--- Consignes ---
[1] Pour chacune des affirmations suivantes, dites si elle concorde avec l’article sur l’avion gabonais saisi à Orly, en répondant par oui ou par non et en citant textuellement les mots qui tranchent. (a) L’avion saisi est un Boeing 777. (b) La saisie a été demandée par une société française. (c) La présidence gabonaise indique que l’avion se trouve en France pour des travaux de maintenance.
[2] Recopiez sans rien changer le passage de l’article sur l’avion gabonais saisi à Orly qui va de « La fronde grandissante » jusqu’à « de dollars d’impayés. ».

La fronde grandissante contre Ali Bongo pousse François Hollande à prendre ses distances et le groupe Total à perdre patience face à l’Etat gabonais.
Cela fait deux semaines, deux longues semaines que l’un des avions de la République du Gabon est immobilisé sur une piste annexe de l’aéroport d’Orly. Cet appareil, un Boeing 777, a été saisi à la demande d’une société suisse spécialisée dans le transport des personnalités de marque, qui réclame huit millions de dollars d’impayés.
Suite à ces révélations du Figaro, la présidence gabonaise s’est dit « étonnée » par la procédure judiciaire visant cet appareil, estimant qu’elle concerne une période antérieure à l’élection du président Ali Bongo Ondimba. « Alors que l’aéronef immatriculé TR-KPR se trouve en France pour des travaux de maintenance, nous apprenons qu’il fait l’objet d’une procédure pour des faits antérieurs à 2009, explique ce communiqué, visiblement ignorant du principe de continuité de l’Etat. La présidence (…) marque son étonnement dans la mesure où d’une part, cet appareil de l’Etat est couvert par les conventions internationales, et d’autre part, les faits, objets de la procédure ne concernent ni l’acquisition dudit aéronef ni son exploitation. »
Hollande aux abonnés absents
L’appareil est rivé au tarmac depuis le jour de sa saisie, dans l’attente d’une décision de la justice française. A priori anodine, l’« affaire » a pris des proportions diplomatiques nouvelles ces derniers jours. Dans un contexte de tension croissante au Gabon, Ali Bongo Ondimba n’a pu compter sur aucune intervention des autorités françaises.

--- Données fournies ---
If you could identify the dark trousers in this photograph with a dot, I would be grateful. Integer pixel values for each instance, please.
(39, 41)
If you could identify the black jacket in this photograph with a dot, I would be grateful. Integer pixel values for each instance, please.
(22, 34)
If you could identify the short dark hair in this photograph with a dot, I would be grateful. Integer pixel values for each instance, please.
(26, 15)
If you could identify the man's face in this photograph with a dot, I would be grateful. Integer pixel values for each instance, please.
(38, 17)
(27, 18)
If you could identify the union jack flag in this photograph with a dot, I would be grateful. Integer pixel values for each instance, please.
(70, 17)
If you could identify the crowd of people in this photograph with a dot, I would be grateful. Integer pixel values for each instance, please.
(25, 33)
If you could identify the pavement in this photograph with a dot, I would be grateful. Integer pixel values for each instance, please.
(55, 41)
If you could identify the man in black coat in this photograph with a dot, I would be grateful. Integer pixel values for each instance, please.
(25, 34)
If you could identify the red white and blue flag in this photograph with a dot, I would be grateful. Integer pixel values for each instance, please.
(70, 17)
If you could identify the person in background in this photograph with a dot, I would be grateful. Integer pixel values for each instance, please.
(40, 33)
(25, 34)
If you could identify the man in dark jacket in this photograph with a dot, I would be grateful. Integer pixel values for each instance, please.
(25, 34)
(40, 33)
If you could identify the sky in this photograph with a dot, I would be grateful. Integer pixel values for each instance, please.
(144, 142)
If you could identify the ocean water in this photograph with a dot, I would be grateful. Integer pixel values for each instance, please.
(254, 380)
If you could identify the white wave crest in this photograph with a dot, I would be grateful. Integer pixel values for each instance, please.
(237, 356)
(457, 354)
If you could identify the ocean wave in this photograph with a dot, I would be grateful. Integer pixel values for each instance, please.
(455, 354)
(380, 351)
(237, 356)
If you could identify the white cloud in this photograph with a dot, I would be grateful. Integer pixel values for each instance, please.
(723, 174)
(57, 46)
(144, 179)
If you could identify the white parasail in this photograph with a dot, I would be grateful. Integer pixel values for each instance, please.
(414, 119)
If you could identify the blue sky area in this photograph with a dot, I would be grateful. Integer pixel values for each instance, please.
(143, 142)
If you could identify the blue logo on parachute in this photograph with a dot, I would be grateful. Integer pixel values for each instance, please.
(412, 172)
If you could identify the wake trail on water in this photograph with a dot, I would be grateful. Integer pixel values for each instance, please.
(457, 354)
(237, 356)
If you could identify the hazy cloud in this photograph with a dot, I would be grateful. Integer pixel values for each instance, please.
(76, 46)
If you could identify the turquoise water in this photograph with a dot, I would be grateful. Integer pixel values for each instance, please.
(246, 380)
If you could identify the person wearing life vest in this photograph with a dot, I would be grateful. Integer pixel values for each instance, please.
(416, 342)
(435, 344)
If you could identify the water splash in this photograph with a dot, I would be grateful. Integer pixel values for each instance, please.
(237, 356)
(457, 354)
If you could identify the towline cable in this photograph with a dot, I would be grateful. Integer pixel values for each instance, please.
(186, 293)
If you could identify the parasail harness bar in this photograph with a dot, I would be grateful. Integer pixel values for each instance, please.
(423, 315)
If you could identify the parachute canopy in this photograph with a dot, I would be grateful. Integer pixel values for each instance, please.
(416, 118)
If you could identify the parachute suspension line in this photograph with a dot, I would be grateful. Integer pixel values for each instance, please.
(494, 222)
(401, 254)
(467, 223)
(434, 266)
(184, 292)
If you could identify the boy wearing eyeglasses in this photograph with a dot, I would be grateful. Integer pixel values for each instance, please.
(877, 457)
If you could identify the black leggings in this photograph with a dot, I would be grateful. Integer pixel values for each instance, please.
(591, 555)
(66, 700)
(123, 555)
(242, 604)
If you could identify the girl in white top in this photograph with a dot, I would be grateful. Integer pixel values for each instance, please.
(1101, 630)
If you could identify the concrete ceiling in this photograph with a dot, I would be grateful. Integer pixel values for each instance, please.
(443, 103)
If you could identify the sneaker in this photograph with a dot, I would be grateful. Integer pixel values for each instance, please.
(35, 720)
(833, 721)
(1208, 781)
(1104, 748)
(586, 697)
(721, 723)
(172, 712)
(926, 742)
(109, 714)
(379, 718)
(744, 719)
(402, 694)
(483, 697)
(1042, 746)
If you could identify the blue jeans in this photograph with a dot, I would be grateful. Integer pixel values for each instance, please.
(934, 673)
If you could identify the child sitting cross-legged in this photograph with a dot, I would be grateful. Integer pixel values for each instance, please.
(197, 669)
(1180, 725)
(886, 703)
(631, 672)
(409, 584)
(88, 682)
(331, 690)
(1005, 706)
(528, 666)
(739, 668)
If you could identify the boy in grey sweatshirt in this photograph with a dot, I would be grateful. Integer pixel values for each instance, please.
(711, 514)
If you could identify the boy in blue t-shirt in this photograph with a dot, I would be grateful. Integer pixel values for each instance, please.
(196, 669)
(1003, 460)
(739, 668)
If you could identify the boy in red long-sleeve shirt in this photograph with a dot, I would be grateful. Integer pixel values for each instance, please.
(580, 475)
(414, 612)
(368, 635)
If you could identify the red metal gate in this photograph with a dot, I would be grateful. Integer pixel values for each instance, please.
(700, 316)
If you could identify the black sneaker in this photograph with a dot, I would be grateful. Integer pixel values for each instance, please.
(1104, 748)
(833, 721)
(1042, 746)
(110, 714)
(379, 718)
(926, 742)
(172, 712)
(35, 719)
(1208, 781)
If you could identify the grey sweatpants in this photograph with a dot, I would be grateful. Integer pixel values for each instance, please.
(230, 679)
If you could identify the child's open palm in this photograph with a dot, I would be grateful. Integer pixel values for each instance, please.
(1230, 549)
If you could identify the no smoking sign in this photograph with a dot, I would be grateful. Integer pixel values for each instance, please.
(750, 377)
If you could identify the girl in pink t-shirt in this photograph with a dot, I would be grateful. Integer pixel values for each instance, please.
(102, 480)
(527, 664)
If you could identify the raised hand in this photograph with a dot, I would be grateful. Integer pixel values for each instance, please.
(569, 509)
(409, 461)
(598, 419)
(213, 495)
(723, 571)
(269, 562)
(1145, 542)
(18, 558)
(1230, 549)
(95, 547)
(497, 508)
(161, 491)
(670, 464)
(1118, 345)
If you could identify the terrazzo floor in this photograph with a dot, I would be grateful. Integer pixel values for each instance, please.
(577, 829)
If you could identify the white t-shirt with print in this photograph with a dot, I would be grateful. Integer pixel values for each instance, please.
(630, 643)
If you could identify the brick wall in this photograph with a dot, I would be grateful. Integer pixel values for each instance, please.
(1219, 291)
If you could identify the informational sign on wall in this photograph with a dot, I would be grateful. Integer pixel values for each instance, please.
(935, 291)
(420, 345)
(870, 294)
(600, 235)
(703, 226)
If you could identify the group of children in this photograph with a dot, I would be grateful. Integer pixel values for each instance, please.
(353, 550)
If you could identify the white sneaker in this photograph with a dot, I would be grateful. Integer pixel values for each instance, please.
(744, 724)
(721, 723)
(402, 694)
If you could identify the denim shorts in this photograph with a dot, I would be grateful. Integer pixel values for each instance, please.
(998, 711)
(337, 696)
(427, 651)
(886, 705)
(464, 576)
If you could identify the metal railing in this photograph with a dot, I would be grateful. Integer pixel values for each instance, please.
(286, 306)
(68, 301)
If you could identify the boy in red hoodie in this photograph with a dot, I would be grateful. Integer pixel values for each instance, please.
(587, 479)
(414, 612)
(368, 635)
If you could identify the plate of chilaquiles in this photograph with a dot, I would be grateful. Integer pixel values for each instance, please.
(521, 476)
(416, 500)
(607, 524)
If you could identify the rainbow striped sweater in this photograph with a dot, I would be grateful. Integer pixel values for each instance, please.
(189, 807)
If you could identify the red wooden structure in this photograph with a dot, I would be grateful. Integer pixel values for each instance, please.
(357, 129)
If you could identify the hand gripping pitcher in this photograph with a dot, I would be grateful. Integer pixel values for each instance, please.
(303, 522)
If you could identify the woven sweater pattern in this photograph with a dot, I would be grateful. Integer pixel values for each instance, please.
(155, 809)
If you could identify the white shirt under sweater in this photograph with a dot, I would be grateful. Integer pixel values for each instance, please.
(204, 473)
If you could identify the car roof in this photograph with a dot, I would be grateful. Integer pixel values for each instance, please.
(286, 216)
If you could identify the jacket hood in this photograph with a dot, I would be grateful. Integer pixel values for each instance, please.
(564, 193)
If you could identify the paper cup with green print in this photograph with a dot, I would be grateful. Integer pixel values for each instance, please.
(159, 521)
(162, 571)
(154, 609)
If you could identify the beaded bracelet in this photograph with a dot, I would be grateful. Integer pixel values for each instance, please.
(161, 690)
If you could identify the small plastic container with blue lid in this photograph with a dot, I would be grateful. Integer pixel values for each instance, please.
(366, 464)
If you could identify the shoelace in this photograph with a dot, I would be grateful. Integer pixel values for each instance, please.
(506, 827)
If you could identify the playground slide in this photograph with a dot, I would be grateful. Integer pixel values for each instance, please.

--- Réponses rédigées ---
[1]
(a) Oui : « Cet appareil, un Boeing 777 ».
(b) Non : « a été saisi à la demande d’une société suisse ».
(c) Oui : « l’aéronef immatriculé TR-KPR se trouve en France pour des travaux de maintenance ».

[2]
La fronde grandissante contre Ali Bongo pousse François Hollande à prendre ses distances et le groupe Total à perdre patience face à l’Etat gabonais.
Cela fait deux semaines, deux longues semaines que l’un des avions de la République du Gabon est immobilisé sur une piste annexe de l’aéroport d’Orly. Cet appareil, un Boeing 777, a été saisi à la demande d’une société suisse spécialisée dans le transport des personnalités de marque, qui réclame huit millions de dollars d’impayés.